**THE PROBLEM**
Copy every line of the records below that contains the string "football", matching case exactly.

━━━━━ EXTRACTED INFORMATION ━━━━━

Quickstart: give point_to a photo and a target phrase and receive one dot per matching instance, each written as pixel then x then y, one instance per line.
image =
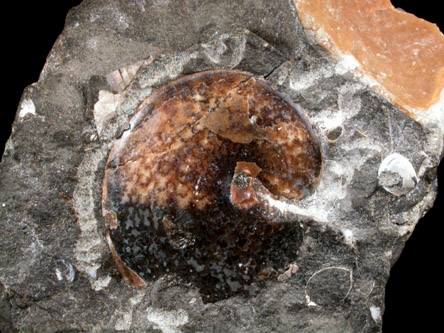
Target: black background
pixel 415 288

━━━━━
━━━━━ EXTRACTED INFORMATION ━━━━━

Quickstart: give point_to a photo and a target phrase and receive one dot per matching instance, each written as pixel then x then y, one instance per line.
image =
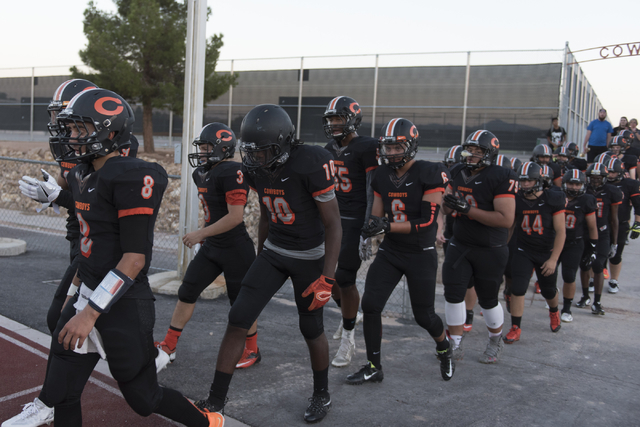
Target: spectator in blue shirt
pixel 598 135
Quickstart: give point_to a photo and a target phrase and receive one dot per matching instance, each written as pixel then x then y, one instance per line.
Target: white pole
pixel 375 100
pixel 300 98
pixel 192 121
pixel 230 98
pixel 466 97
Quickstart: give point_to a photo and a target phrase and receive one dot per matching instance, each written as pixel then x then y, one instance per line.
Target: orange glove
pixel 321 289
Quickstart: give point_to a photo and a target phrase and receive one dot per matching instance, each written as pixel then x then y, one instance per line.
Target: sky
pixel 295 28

━━━━━
━━━━━ EXTRACTED INFORMATION ━━━━━

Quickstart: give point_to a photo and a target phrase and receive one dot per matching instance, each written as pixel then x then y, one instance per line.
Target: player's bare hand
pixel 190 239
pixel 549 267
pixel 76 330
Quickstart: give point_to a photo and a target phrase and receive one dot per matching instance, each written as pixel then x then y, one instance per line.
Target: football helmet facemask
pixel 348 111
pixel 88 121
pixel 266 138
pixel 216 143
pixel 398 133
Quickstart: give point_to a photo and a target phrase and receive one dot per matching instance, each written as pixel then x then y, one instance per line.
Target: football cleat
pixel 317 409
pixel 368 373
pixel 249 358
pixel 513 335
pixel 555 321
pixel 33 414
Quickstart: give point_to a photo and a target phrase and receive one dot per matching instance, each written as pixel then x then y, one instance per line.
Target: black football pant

━━━━━

**TASK OUTPUT**
Target: football helmet facemask
Target: football cleat
Target: black football pant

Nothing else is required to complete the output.